──────── Input records
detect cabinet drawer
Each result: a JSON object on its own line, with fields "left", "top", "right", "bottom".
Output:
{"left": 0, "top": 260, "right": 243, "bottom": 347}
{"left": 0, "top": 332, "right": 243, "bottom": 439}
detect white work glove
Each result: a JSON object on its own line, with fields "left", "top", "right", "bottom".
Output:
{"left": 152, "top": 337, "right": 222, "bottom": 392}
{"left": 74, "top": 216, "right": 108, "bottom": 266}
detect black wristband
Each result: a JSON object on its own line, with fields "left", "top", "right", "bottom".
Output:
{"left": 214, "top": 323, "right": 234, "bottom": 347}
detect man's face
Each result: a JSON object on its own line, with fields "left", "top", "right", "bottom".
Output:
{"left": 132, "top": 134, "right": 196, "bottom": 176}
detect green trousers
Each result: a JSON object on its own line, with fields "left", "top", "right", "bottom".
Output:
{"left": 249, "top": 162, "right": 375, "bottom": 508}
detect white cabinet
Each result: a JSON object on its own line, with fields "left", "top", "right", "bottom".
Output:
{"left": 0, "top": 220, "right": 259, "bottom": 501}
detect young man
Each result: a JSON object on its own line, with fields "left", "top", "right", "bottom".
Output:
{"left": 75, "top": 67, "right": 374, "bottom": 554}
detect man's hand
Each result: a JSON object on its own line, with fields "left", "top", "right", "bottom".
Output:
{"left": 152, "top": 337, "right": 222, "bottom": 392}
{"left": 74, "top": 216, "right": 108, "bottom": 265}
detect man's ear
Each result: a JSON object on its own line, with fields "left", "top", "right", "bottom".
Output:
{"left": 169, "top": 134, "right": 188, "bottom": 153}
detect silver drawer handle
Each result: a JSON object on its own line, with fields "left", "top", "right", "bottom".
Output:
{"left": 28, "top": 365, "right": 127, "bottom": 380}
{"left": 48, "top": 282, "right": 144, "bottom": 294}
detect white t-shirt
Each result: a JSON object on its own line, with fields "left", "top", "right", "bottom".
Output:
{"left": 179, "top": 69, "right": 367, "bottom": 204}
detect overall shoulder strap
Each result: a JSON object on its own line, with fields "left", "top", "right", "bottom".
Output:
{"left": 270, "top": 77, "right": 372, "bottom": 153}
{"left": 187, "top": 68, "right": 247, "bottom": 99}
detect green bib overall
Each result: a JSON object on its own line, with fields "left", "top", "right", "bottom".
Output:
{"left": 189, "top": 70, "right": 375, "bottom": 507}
────────────────
● Aim of the task:
Once more, write out the entries exactly as they were written.

● Written solution:
detect cabinet drawer
Each result: a JSON object on its own line, with fields "left", "top", "right", "bottom".
Output:
{"left": 0, "top": 260, "right": 243, "bottom": 347}
{"left": 0, "top": 332, "right": 243, "bottom": 439}
detect white work glove
Each result: a JSON object on its own line, with fields "left", "top", "right", "bottom".
Output:
{"left": 152, "top": 337, "right": 222, "bottom": 392}
{"left": 74, "top": 216, "right": 108, "bottom": 266}
detect black wristband
Each result: a JSON object on its own line, with fields "left", "top", "right", "bottom".
Output:
{"left": 214, "top": 323, "right": 234, "bottom": 347}
detect man's face
Each result: a JSON object on its own line, with fields "left", "top", "right", "bottom".
Output:
{"left": 132, "top": 134, "right": 196, "bottom": 176}
detect green trousers
Each result: a JSON object on its own line, with fields "left", "top", "right", "bottom".
Output:
{"left": 249, "top": 162, "right": 375, "bottom": 508}
detect white cabinet
Each result: a JSON object on its own line, with fields "left", "top", "right", "bottom".
Output:
{"left": 0, "top": 220, "right": 259, "bottom": 501}
detect young man
Each result: a JSON object on its own line, with fields "left", "top", "right", "bottom".
Output:
{"left": 75, "top": 67, "right": 374, "bottom": 554}
detect man's hand
Each result: a JSON object on its own line, with fields "left", "top", "right", "bottom".
Output:
{"left": 152, "top": 337, "right": 222, "bottom": 392}
{"left": 74, "top": 216, "right": 108, "bottom": 265}
detect man's ear
Each result: a JSON object on its own line, with fields "left", "top", "right", "bottom".
Output:
{"left": 169, "top": 134, "right": 188, "bottom": 153}
detect silver drawer handle
Each result: a JSON object on its own line, with fields "left", "top", "right", "bottom".
Output:
{"left": 28, "top": 365, "right": 127, "bottom": 380}
{"left": 48, "top": 282, "right": 144, "bottom": 294}
detect white t-shirt
Each result: a JSON object on its own line, with fields "left", "top", "right", "bottom".
Output:
{"left": 179, "top": 69, "right": 367, "bottom": 204}
detect overall shoulder strap
Each result: a JSON object on its own line, with fields "left", "top", "right", "bottom".
Output:
{"left": 270, "top": 77, "right": 372, "bottom": 153}
{"left": 187, "top": 68, "right": 247, "bottom": 99}
detect green bib overall
Each result: a JSON object on its own line, with fields "left", "top", "right", "bottom".
Output:
{"left": 189, "top": 70, "right": 375, "bottom": 507}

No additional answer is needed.